Required work
Only the lines from the one with "Expected behaviour: for every instance of the windscreen, put" onward are wanted, through the last line of the entries, set down exactly.

Dataset excerpts
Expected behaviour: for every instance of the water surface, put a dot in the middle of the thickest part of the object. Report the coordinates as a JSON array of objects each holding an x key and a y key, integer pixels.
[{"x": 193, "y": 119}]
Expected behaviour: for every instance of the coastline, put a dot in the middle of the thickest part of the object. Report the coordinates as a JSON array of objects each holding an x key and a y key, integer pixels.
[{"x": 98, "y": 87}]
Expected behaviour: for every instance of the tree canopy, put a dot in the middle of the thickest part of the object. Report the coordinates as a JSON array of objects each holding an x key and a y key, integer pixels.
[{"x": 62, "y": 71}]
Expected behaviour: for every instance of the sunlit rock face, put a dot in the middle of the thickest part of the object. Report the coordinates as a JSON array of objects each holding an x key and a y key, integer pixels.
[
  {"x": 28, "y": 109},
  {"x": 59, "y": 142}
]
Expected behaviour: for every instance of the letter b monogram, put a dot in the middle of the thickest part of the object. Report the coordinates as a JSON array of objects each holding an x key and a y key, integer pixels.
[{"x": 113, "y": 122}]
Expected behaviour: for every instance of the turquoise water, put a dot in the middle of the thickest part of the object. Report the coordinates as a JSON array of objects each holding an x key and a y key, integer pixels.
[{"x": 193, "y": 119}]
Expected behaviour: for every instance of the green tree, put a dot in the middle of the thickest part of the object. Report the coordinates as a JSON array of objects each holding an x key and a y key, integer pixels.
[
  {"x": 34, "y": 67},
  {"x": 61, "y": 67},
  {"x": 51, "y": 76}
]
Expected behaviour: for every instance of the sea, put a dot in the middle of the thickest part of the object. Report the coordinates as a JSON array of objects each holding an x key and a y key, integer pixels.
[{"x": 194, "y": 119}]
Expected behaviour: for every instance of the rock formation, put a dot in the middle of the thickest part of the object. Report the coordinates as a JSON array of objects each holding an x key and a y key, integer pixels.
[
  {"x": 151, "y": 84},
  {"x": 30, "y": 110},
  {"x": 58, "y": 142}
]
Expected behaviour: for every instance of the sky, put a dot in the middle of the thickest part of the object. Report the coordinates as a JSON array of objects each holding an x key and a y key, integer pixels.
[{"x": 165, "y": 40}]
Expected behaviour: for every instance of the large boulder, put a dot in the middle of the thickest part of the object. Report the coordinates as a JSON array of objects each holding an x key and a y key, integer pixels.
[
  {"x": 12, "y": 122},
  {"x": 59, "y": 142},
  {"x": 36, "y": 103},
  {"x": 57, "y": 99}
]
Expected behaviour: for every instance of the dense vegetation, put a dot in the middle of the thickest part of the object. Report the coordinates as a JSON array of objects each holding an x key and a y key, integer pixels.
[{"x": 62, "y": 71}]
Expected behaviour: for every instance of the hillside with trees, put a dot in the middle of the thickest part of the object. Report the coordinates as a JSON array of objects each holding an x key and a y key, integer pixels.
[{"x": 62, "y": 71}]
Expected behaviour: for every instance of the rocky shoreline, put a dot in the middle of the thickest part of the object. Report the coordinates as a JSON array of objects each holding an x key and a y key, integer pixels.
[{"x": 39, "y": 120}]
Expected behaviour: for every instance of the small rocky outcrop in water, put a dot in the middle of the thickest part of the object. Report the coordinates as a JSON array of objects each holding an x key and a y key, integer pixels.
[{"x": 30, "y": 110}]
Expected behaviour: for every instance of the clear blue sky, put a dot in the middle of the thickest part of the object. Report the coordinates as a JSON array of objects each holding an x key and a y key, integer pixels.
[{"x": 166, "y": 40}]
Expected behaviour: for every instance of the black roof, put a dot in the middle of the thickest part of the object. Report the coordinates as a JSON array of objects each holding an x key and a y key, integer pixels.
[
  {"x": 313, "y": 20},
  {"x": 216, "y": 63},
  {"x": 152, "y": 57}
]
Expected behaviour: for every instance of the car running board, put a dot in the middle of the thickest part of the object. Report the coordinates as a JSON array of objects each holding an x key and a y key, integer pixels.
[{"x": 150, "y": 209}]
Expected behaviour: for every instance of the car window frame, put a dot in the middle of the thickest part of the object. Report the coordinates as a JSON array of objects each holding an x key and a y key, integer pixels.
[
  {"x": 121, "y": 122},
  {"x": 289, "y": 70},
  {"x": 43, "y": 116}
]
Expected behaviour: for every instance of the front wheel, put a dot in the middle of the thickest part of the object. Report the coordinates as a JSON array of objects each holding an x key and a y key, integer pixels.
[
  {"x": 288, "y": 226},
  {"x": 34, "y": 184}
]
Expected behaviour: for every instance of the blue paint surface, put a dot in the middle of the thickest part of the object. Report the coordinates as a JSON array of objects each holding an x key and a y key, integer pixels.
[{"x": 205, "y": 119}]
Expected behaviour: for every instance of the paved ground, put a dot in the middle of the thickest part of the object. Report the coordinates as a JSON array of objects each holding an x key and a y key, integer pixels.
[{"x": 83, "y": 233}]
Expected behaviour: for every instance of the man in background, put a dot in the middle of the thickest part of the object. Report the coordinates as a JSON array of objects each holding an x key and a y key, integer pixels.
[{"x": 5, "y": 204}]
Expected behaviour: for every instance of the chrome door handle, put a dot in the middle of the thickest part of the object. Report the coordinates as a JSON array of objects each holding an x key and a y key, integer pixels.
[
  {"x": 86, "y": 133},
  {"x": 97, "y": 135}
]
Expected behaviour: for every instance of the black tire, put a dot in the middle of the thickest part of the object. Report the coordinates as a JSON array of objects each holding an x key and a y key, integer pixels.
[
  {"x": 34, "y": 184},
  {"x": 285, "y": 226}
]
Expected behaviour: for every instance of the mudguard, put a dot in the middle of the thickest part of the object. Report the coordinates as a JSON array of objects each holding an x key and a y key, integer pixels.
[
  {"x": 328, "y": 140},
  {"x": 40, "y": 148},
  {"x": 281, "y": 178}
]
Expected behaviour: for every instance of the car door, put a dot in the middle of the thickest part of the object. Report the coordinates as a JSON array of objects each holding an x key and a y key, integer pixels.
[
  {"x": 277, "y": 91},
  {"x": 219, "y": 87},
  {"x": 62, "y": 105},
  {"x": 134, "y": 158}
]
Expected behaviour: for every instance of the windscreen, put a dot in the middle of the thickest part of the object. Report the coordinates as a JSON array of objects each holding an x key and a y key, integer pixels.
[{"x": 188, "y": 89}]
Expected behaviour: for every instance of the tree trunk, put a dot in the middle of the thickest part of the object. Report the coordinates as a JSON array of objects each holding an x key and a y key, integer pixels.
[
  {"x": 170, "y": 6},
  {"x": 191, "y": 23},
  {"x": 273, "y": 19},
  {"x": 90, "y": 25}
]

Exercise result
Expected behaviour: for every instance of the windscreen, put a dot in the middle of the thickest part of the object. Report the coordinates as a JSON array of objects each holding an x key and a y key, integer pixels.
[{"x": 188, "y": 89}]
Expected behaviour: for every instance of the tree trunk, put a dot in the middle of the thickest part of the object. Report the coordinates as a JSON array of objects each holding an x key and a y key, integer pixels.
[
  {"x": 170, "y": 6},
  {"x": 191, "y": 23},
  {"x": 273, "y": 19},
  {"x": 90, "y": 25}
]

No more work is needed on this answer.